**Aim of the task**
Please copy every line of the listing from its start through the line containing "top-left (26, 6), bottom-right (94, 80)", shifting each bounding box coordinate under "result:" up by 94 and keeping the "example_line" values unchanged. Leave out the pictures.

═══ Rows ═══

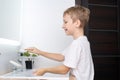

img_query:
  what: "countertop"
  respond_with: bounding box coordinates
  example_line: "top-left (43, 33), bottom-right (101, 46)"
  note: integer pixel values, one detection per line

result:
top-left (0, 70), bottom-right (69, 80)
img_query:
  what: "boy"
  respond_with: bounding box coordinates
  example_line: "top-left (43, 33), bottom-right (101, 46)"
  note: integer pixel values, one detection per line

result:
top-left (26, 6), bottom-right (94, 80)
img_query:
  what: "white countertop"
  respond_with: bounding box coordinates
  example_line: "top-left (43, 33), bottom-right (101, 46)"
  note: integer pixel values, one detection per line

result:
top-left (0, 70), bottom-right (69, 80)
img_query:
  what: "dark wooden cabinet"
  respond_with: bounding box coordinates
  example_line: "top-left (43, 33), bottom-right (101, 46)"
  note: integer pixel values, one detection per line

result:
top-left (76, 0), bottom-right (120, 80)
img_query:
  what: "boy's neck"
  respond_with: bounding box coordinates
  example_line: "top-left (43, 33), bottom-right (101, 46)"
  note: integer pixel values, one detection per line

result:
top-left (73, 29), bottom-right (84, 39)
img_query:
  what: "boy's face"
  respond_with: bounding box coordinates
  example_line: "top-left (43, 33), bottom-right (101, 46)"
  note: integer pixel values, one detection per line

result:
top-left (63, 14), bottom-right (75, 35)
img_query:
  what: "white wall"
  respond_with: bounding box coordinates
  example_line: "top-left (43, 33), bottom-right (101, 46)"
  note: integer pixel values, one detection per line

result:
top-left (21, 0), bottom-right (75, 67)
top-left (0, 38), bottom-right (20, 75)
top-left (0, 0), bottom-right (21, 41)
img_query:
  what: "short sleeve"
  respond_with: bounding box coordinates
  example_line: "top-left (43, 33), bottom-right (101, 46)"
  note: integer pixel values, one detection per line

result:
top-left (63, 42), bottom-right (81, 68)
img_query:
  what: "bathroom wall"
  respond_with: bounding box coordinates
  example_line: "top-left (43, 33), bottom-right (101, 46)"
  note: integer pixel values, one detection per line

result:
top-left (0, 38), bottom-right (20, 75)
top-left (0, 0), bottom-right (21, 41)
top-left (21, 0), bottom-right (75, 68)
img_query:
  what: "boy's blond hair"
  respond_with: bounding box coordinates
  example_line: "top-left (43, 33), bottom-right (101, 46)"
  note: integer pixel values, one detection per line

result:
top-left (63, 5), bottom-right (90, 27)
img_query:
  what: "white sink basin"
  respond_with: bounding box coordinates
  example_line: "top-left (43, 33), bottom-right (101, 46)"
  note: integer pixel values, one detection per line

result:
top-left (0, 70), bottom-right (69, 80)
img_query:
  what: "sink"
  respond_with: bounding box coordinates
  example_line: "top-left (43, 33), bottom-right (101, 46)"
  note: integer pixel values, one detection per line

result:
top-left (0, 70), bottom-right (69, 80)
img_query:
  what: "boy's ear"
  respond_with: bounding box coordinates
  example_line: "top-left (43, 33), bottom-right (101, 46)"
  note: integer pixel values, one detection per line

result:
top-left (75, 19), bottom-right (81, 28)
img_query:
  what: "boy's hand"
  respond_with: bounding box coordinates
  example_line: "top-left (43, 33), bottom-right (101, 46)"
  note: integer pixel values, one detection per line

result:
top-left (33, 68), bottom-right (46, 76)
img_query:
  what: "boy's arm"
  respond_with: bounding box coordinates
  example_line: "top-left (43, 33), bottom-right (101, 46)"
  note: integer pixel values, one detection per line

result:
top-left (25, 47), bottom-right (64, 61)
top-left (34, 65), bottom-right (70, 76)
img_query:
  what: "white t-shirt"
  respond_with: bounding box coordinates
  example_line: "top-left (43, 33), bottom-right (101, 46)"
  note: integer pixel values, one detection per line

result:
top-left (62, 36), bottom-right (94, 80)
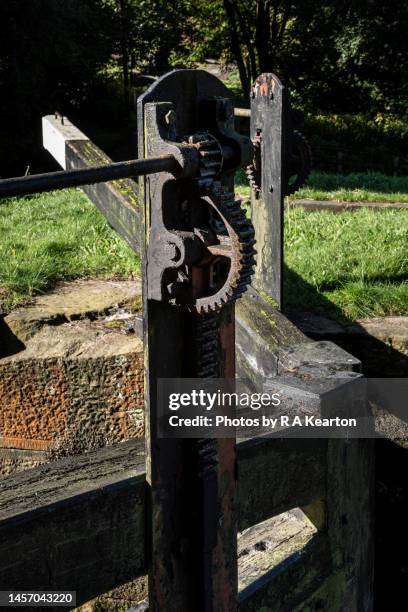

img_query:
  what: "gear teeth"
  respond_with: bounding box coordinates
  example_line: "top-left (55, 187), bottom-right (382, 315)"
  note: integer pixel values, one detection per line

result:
top-left (193, 182), bottom-right (256, 313)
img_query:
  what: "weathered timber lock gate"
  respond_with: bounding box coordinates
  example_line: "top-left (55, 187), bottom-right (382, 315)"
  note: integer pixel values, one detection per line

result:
top-left (0, 70), bottom-right (372, 612)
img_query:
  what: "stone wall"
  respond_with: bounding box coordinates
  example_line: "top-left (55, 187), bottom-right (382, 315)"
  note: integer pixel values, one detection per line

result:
top-left (0, 281), bottom-right (144, 474)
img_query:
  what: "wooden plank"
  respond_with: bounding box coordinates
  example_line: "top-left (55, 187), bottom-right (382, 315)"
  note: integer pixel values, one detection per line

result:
top-left (238, 509), bottom-right (332, 612)
top-left (42, 115), bottom-right (142, 253)
top-left (251, 73), bottom-right (287, 310)
top-left (0, 439), bottom-right (324, 603)
top-left (238, 438), bottom-right (327, 530)
top-left (66, 140), bottom-right (142, 253)
top-left (0, 440), bottom-right (146, 604)
top-left (326, 439), bottom-right (375, 612)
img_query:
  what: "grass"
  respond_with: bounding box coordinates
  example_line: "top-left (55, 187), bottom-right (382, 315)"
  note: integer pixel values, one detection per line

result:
top-left (285, 208), bottom-right (408, 320)
top-left (0, 175), bottom-right (408, 319)
top-left (236, 171), bottom-right (408, 203)
top-left (0, 189), bottom-right (139, 310)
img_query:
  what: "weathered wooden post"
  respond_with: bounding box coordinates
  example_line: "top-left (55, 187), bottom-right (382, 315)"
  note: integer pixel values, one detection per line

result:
top-left (138, 70), bottom-right (254, 612)
top-left (248, 73), bottom-right (289, 310)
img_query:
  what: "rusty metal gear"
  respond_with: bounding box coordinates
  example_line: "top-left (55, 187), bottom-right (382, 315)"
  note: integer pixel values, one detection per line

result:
top-left (186, 132), bottom-right (223, 186)
top-left (190, 182), bottom-right (256, 314)
top-left (246, 132), bottom-right (262, 195)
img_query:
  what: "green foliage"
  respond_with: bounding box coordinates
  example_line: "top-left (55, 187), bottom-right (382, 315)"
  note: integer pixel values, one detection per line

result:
top-left (0, 0), bottom-right (114, 176)
top-left (304, 113), bottom-right (408, 174)
top-left (0, 189), bottom-right (139, 308)
top-left (285, 208), bottom-right (408, 319)
top-left (235, 170), bottom-right (408, 203)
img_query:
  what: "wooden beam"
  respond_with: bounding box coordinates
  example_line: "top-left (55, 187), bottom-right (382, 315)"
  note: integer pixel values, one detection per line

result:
top-left (250, 73), bottom-right (288, 310)
top-left (0, 439), bottom-right (325, 605)
top-left (238, 438), bottom-right (327, 529)
top-left (43, 115), bottom-right (142, 253)
top-left (0, 440), bottom-right (146, 605)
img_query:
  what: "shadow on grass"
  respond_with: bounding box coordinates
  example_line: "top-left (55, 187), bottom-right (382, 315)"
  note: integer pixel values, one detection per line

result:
top-left (284, 266), bottom-right (408, 378)
top-left (284, 267), bottom-right (408, 612)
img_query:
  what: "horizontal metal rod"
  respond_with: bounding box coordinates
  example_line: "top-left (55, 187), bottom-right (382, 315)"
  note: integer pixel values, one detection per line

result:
top-left (234, 108), bottom-right (251, 117)
top-left (0, 155), bottom-right (179, 198)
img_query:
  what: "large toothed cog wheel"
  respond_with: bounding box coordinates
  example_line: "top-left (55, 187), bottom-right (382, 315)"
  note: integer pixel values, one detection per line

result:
top-left (190, 182), bottom-right (256, 314)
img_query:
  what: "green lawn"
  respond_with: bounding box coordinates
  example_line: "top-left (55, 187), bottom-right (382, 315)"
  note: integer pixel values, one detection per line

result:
top-left (0, 178), bottom-right (408, 319)
top-left (0, 189), bottom-right (139, 309)
top-left (237, 171), bottom-right (408, 202)
top-left (285, 208), bottom-right (408, 320)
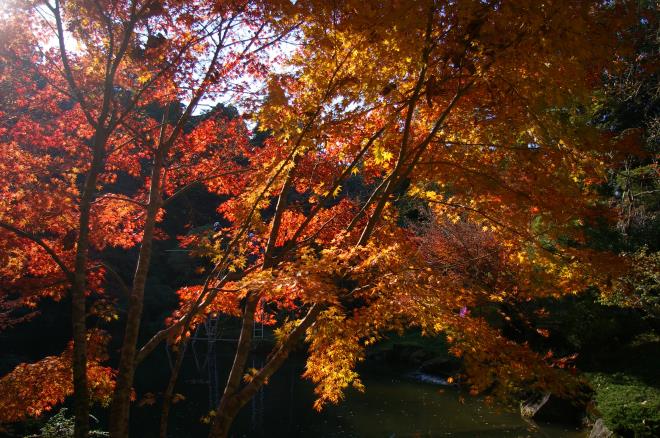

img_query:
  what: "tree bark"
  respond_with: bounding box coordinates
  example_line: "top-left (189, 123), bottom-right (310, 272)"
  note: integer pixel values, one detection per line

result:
top-left (209, 303), bottom-right (322, 438)
top-left (110, 144), bottom-right (167, 438)
top-left (71, 131), bottom-right (107, 438)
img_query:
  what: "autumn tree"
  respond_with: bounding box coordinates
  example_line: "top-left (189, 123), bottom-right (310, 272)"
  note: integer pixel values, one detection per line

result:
top-left (127, 1), bottom-right (629, 436)
top-left (0, 0), bottom-right (631, 437)
top-left (0, 0), bottom-right (290, 437)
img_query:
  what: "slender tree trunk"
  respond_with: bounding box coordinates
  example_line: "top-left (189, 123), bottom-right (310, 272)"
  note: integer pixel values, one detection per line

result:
top-left (158, 341), bottom-right (188, 438)
top-left (209, 303), bottom-right (322, 438)
top-left (110, 144), bottom-right (167, 438)
top-left (71, 131), bottom-right (106, 438)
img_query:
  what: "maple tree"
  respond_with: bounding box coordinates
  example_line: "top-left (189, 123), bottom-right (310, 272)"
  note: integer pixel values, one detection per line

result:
top-left (0, 0), bottom-right (630, 437)
top-left (0, 0), bottom-right (286, 436)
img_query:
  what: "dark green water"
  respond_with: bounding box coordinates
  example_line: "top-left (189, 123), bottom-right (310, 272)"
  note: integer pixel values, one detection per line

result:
top-left (132, 354), bottom-right (586, 438)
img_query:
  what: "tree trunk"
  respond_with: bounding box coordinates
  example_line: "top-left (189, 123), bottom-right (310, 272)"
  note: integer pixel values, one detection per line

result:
top-left (110, 145), bottom-right (167, 438)
top-left (209, 303), bottom-right (322, 438)
top-left (71, 131), bottom-right (106, 438)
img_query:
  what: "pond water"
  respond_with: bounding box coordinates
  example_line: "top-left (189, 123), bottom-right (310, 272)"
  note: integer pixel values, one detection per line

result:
top-left (132, 348), bottom-right (586, 438)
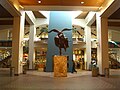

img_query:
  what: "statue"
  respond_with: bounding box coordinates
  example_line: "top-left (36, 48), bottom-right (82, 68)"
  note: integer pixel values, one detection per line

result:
top-left (48, 28), bottom-right (72, 55)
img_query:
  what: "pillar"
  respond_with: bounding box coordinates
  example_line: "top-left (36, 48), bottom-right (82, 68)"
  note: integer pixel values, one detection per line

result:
top-left (12, 11), bottom-right (25, 75)
top-left (29, 25), bottom-right (36, 69)
top-left (46, 11), bottom-right (73, 72)
top-left (96, 14), bottom-right (109, 75)
top-left (85, 26), bottom-right (91, 70)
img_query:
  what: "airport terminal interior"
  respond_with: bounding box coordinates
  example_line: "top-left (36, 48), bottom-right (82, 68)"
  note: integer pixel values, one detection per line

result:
top-left (0, 0), bottom-right (120, 90)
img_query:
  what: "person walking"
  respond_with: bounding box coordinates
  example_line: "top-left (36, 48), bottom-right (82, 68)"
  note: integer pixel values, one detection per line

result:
top-left (71, 60), bottom-right (77, 73)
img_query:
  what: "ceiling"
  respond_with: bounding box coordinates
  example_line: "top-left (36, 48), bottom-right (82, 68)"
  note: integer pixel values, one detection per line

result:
top-left (18, 0), bottom-right (105, 7)
top-left (0, 0), bottom-right (120, 26)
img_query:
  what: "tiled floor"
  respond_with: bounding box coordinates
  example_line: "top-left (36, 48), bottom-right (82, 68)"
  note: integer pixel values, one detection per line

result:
top-left (0, 70), bottom-right (120, 90)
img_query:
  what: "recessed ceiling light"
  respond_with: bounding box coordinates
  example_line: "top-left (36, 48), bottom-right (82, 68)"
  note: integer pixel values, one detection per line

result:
top-left (38, 0), bottom-right (41, 3)
top-left (80, 2), bottom-right (85, 4)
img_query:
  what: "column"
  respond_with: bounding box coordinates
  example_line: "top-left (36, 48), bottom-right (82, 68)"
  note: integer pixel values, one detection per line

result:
top-left (12, 11), bottom-right (25, 75)
top-left (29, 25), bottom-right (36, 69)
top-left (85, 26), bottom-right (91, 70)
top-left (96, 14), bottom-right (109, 75)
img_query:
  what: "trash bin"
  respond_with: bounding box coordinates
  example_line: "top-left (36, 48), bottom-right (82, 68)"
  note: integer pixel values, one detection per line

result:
top-left (10, 67), bottom-right (15, 77)
top-left (23, 65), bottom-right (27, 74)
top-left (104, 68), bottom-right (109, 78)
top-left (92, 67), bottom-right (98, 77)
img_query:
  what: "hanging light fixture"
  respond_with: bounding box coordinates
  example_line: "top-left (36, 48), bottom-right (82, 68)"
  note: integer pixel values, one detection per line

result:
top-left (38, 0), bottom-right (41, 3)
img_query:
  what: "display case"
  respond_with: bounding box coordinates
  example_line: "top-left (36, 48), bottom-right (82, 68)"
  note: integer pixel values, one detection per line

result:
top-left (35, 50), bottom-right (46, 70)
top-left (73, 49), bottom-right (85, 70)
top-left (91, 48), bottom-right (97, 66)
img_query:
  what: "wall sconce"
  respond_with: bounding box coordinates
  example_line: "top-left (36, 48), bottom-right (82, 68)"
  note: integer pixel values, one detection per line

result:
top-left (21, 41), bottom-right (25, 46)
top-left (96, 42), bottom-right (99, 47)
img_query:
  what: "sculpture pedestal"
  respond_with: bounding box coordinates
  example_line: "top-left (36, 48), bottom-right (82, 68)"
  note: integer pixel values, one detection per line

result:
top-left (53, 55), bottom-right (67, 77)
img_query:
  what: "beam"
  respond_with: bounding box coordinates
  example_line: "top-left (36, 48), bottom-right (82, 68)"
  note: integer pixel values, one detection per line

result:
top-left (85, 12), bottom-right (96, 26)
top-left (0, 0), bottom-right (21, 16)
top-left (25, 11), bottom-right (36, 25)
top-left (101, 0), bottom-right (120, 18)
top-left (23, 6), bottom-right (99, 11)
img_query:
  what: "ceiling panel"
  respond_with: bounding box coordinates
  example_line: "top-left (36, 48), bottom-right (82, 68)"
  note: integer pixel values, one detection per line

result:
top-left (0, 5), bottom-right (13, 18)
top-left (76, 11), bottom-right (88, 19)
top-left (19, 0), bottom-right (105, 7)
top-left (109, 8), bottom-right (120, 19)
top-left (33, 11), bottom-right (46, 18)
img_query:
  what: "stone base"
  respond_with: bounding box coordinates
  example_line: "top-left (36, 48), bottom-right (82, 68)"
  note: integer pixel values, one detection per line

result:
top-left (53, 56), bottom-right (67, 77)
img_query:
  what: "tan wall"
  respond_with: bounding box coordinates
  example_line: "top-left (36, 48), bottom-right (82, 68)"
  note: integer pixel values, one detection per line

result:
top-left (0, 30), bottom-right (9, 40)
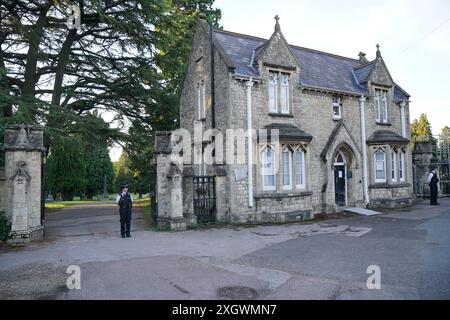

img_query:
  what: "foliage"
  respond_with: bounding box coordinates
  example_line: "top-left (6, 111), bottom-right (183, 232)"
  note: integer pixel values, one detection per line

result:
top-left (45, 137), bottom-right (86, 201)
top-left (0, 0), bottom-right (221, 198)
top-left (84, 139), bottom-right (114, 199)
top-left (114, 152), bottom-right (137, 192)
top-left (411, 113), bottom-right (436, 148)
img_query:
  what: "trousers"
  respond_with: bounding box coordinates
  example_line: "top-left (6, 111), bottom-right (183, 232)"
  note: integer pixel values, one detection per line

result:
top-left (119, 208), bottom-right (131, 235)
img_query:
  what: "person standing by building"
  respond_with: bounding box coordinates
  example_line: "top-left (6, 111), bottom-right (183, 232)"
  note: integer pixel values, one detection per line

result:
top-left (428, 169), bottom-right (439, 206)
top-left (116, 184), bottom-right (133, 238)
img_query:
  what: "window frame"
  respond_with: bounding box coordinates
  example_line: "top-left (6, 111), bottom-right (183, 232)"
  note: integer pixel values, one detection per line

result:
top-left (381, 90), bottom-right (389, 123)
top-left (260, 145), bottom-right (277, 191)
top-left (281, 146), bottom-right (293, 190)
top-left (279, 72), bottom-right (291, 114)
top-left (268, 69), bottom-right (292, 115)
top-left (197, 80), bottom-right (206, 120)
top-left (373, 148), bottom-right (387, 183)
top-left (269, 70), bottom-right (278, 113)
top-left (332, 96), bottom-right (342, 120)
top-left (374, 88), bottom-right (389, 124)
top-left (391, 149), bottom-right (399, 182)
top-left (294, 147), bottom-right (306, 190)
top-left (399, 150), bottom-right (406, 182)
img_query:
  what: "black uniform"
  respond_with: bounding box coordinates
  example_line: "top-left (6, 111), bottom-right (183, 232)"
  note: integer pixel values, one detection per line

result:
top-left (430, 172), bottom-right (439, 206)
top-left (118, 192), bottom-right (133, 237)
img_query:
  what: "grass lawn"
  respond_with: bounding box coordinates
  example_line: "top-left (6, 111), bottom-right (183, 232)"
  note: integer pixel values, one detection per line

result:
top-left (45, 194), bottom-right (150, 210)
top-left (45, 200), bottom-right (107, 209)
top-left (133, 197), bottom-right (152, 222)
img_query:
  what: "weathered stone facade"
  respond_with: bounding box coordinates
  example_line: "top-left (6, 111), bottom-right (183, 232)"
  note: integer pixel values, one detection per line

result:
top-left (165, 16), bottom-right (414, 223)
top-left (1, 126), bottom-right (45, 243)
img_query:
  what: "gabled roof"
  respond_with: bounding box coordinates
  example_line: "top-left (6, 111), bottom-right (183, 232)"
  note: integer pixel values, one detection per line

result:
top-left (256, 123), bottom-right (313, 141)
top-left (353, 61), bottom-right (374, 84)
top-left (367, 130), bottom-right (409, 144)
top-left (214, 29), bottom-right (409, 101)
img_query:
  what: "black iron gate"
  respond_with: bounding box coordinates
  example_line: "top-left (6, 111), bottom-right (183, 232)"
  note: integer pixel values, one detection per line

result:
top-left (193, 176), bottom-right (216, 223)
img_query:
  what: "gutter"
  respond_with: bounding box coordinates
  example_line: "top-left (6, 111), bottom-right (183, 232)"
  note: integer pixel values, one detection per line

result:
top-left (359, 95), bottom-right (370, 207)
top-left (210, 22), bottom-right (216, 129)
top-left (245, 77), bottom-right (253, 208)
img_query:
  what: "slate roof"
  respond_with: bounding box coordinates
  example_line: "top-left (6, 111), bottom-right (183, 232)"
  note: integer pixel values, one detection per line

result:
top-left (353, 61), bottom-right (373, 84)
top-left (264, 123), bottom-right (313, 141)
top-left (367, 130), bottom-right (409, 144)
top-left (214, 29), bottom-right (409, 101)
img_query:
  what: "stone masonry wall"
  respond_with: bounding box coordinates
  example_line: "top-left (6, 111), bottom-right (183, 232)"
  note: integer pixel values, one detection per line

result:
top-left (0, 166), bottom-right (8, 212)
top-left (180, 23), bottom-right (412, 222)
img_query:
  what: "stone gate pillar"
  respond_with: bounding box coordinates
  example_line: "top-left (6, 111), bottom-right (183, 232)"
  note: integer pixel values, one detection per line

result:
top-left (155, 132), bottom-right (186, 231)
top-left (5, 125), bottom-right (45, 243)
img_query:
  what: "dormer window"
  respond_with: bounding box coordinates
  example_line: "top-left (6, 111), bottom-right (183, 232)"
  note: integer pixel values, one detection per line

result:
top-left (269, 71), bottom-right (290, 114)
top-left (333, 96), bottom-right (342, 120)
top-left (374, 89), bottom-right (389, 123)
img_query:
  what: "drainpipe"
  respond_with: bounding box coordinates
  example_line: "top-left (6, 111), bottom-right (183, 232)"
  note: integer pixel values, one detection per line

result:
top-left (359, 95), bottom-right (370, 206)
top-left (400, 100), bottom-right (406, 138)
top-left (245, 77), bottom-right (253, 208)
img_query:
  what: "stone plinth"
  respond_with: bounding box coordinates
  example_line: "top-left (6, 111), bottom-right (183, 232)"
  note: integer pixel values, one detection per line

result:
top-left (5, 125), bottom-right (45, 244)
top-left (155, 132), bottom-right (186, 231)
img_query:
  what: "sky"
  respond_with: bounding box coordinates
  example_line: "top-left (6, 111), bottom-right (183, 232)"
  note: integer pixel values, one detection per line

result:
top-left (111, 0), bottom-right (450, 160)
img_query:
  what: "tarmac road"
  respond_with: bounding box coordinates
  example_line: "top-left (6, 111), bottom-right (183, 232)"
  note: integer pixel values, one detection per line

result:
top-left (0, 198), bottom-right (450, 299)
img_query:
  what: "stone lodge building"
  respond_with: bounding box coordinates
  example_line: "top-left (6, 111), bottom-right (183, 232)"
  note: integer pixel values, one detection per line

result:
top-left (157, 17), bottom-right (414, 223)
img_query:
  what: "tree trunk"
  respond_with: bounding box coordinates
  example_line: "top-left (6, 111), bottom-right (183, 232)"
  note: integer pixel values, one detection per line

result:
top-left (52, 29), bottom-right (77, 106)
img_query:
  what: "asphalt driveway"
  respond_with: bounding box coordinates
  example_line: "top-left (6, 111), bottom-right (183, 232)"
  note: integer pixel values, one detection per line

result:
top-left (0, 199), bottom-right (450, 299)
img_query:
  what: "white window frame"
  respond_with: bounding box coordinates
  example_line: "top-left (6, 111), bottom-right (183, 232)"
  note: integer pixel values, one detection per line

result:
top-left (399, 150), bottom-right (406, 182)
top-left (281, 147), bottom-right (292, 190)
top-left (294, 147), bottom-right (306, 190)
top-left (373, 148), bottom-right (387, 183)
top-left (269, 71), bottom-right (279, 113)
top-left (279, 72), bottom-right (290, 114)
top-left (374, 89), bottom-right (381, 122)
top-left (381, 90), bottom-right (388, 123)
top-left (260, 145), bottom-right (277, 191)
top-left (332, 96), bottom-right (342, 120)
top-left (197, 80), bottom-right (206, 120)
top-left (391, 150), bottom-right (398, 182)
top-left (268, 70), bottom-right (291, 114)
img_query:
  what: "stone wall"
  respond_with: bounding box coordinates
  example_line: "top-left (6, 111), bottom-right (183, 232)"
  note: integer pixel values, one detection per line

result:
top-left (0, 166), bottom-right (8, 212)
top-left (2, 125), bottom-right (45, 243)
top-left (180, 19), bottom-right (413, 222)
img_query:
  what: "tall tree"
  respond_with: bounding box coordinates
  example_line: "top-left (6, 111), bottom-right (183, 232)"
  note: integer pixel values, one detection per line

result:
top-left (125, 0), bottom-right (221, 194)
top-left (84, 143), bottom-right (114, 200)
top-left (0, 0), bottom-right (217, 147)
top-left (411, 113), bottom-right (436, 148)
top-left (45, 137), bottom-right (86, 201)
top-left (114, 152), bottom-right (137, 192)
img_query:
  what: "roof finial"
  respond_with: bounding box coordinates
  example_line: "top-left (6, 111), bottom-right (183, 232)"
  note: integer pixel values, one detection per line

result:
top-left (275, 15), bottom-right (280, 31)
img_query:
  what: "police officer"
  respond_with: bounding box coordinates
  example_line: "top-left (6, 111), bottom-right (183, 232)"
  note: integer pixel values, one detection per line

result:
top-left (428, 169), bottom-right (440, 206)
top-left (116, 184), bottom-right (133, 238)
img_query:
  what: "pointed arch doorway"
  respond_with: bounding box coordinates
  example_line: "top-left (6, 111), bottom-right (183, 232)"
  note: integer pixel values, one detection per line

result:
top-left (333, 150), bottom-right (348, 207)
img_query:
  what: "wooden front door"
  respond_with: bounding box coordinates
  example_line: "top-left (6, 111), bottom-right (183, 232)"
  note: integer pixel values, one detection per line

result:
top-left (334, 165), bottom-right (347, 207)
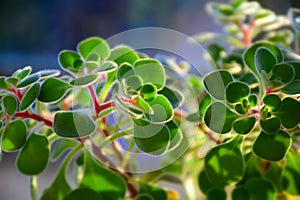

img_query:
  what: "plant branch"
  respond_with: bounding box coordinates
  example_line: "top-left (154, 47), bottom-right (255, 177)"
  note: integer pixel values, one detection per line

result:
top-left (14, 111), bottom-right (53, 128)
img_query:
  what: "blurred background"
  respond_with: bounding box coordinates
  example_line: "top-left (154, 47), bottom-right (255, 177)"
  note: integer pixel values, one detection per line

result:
top-left (0, 0), bottom-right (300, 200)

═══

**Written solution**
img_query:
  what: "countertop"
  respond_with: bounding box coordinates
  example_line: "top-left (43, 33), bottom-right (101, 46)"
  note: integer pixel values, one detection per line

result:
top-left (94, 164), bottom-right (163, 174)
img_query:
  what: "boy"
  respond_with: bounding box coordinates
  example_line: "top-left (43, 33), bottom-right (101, 46)"
  note: integer pixel values, one detection per line

result:
top-left (120, 100), bottom-right (188, 174)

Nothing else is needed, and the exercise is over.